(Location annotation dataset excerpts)
-------

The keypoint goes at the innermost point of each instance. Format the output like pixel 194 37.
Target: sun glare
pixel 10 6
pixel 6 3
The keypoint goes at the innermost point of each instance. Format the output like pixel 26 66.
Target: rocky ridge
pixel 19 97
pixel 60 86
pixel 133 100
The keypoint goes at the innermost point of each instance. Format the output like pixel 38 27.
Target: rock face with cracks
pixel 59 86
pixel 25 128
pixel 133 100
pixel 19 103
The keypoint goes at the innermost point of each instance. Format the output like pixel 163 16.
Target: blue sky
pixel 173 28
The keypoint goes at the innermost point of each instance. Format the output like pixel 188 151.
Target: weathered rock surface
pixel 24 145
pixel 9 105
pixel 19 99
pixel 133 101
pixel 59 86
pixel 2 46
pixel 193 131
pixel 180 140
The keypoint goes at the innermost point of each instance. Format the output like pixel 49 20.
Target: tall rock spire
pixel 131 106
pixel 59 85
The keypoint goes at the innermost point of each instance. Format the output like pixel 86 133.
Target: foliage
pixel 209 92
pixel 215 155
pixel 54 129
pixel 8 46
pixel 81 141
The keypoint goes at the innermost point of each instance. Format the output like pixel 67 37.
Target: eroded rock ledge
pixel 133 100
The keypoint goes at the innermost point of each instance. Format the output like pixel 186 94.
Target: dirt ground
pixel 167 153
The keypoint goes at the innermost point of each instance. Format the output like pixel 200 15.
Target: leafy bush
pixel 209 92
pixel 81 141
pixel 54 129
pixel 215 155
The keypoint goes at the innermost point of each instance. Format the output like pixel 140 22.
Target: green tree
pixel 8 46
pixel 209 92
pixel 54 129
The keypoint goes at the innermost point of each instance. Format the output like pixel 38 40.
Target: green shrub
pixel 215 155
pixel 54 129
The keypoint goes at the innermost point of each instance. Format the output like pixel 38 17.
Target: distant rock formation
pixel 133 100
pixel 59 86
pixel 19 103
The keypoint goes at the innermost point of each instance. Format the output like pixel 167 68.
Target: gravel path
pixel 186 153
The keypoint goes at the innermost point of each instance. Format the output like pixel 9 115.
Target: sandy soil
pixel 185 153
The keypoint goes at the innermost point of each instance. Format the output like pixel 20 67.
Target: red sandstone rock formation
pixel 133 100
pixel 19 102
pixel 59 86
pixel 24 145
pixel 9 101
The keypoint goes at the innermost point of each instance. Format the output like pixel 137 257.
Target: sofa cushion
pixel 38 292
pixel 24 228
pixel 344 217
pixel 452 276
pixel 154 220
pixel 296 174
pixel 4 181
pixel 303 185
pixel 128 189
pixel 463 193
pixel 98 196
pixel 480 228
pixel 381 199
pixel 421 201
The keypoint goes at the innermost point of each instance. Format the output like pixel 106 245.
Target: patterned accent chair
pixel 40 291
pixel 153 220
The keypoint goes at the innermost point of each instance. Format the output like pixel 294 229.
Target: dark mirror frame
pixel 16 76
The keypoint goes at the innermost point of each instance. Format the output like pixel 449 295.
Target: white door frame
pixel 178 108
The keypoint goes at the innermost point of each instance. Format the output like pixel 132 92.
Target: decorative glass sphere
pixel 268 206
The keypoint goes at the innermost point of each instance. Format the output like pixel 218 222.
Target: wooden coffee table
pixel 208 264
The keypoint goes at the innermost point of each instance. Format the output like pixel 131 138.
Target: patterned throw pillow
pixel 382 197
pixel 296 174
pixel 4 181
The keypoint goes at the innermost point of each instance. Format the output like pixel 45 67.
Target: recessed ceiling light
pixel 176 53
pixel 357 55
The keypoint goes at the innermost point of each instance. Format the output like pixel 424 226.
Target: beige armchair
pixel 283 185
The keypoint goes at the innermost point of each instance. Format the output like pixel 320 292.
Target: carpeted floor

-------

**Exercise details**
Swap "innermost point" for "central point" throughout all the items above and leave everything else unchanged.

**Expected answer**
The keypoint goes at the central point of each instance. Format the output like pixel 194 37.
Target: sun glare
pixel 10 6
pixel 6 3
The keypoint goes at the central point of each instance. Format the output like pixel 26 66.
Target: rocky ridge
pixel 19 97
pixel 60 86
pixel 133 100
The keypoint goes at the central point of each instance. Format the output like pixel 38 27.
Target: rock face with cracks
pixel 59 86
pixel 25 128
pixel 133 100
pixel 19 103
The keypoint goes at the central point of each instance. Format the output like pixel 163 16.
Target: blue sky
pixel 173 28
The keypoint goes at the central point of each instance. Format the output like pixel 188 151.
Target: weathered rock surface
pixel 24 145
pixel 9 105
pixel 19 99
pixel 133 101
pixel 59 86
pixel 2 46
pixel 193 131
pixel 180 140
The keypoint goes at the central point of each instance. Format the output like pixel 49 20.
Target: tall rock spire
pixel 131 106
pixel 59 85
The keypoint goes at the central point of each instance. Format the output like pixel 86 133.
Target: foliage
pixel 209 92
pixel 215 155
pixel 54 129
pixel 8 46
pixel 81 141
The keypoint goes at the central point of each instance. Format the output like pixel 67 37.
Target: eroded rock ledge
pixel 133 100
The keypoint goes at the central point of each instance. Format the output like pixel 186 94.
Target: dirt ground
pixel 167 153
The keypoint goes at the central point of each instance. Format the output like pixel 200 15.
Target: leafy bush
pixel 209 92
pixel 81 141
pixel 54 129
pixel 215 155
The keypoint goes at the central point of each instance. Format the output like pixel 140 22.
Target: green tree
pixel 8 46
pixel 209 92
pixel 54 129
The keypoint goes at the central point of each instance. Format the output like pixel 38 40.
Target: green shrub
pixel 215 155
pixel 54 129
The keypoint goes at the central point of each instance. Format the output like pixel 38 17.
Target: distant rock formation
pixel 133 100
pixel 59 86
pixel 19 103
The keypoint goes at the central point of each instance. Format the output like pixel 167 68.
Target: gravel path
pixel 186 153
The keypoint goes at the central point of each instance. Format the output like pixel 9 115.
Target: sandy soil
pixel 185 153
The keypoint goes at the central point of each instance. Format the output like pixel 20 67.
Target: red sandstone rock formation
pixel 133 100
pixel 19 102
pixel 59 86
pixel 24 145
pixel 9 101
The keypoint goes at the central point of each instance. Format the output like pixel 137 257.
Target: sofa cushion
pixel 38 292
pixel 24 228
pixel 344 217
pixel 452 276
pixel 154 220
pixel 296 174
pixel 4 181
pixel 303 185
pixel 128 189
pixel 463 193
pixel 98 196
pixel 480 228
pixel 381 199
pixel 421 201
The keypoint goes at the central point of each instance. Format the output like pixel 106 245.
Target: patterned accent chair
pixel 40 291
pixel 153 220
The keypoint goes at the central point of each instance. Format the output like pixel 294 229.
Target: dark mirror frame
pixel 16 76
The keypoint goes at the central point of each instance. Format the output like pixel 449 295.
Target: white door frame
pixel 178 108
The keypoint goes at the central point of each instance. Format the output like pixel 132 92.
Target: decorative glass sphere
pixel 268 206
The keypoint goes at the central point of each instance. Format the output like pixel 218 222.
Target: wooden coffee table
pixel 208 264
The keypoint goes at the central point of each instance. Format the output like pixel 131 138.
Target: patterned throw pillow
pixel 382 197
pixel 296 174
pixel 4 181
The keypoint goes at the central point of each instance. Format the output like pixel 45 67.
Target: recessed ceiling light
pixel 176 53
pixel 357 55
The keypoint goes at the central point of each instance. Format the output like pixel 424 226.
Target: beige armchair
pixel 283 185
The keypoint goes at the central point of each instance. Format the output like pixel 320 292.
Target: carpeted floor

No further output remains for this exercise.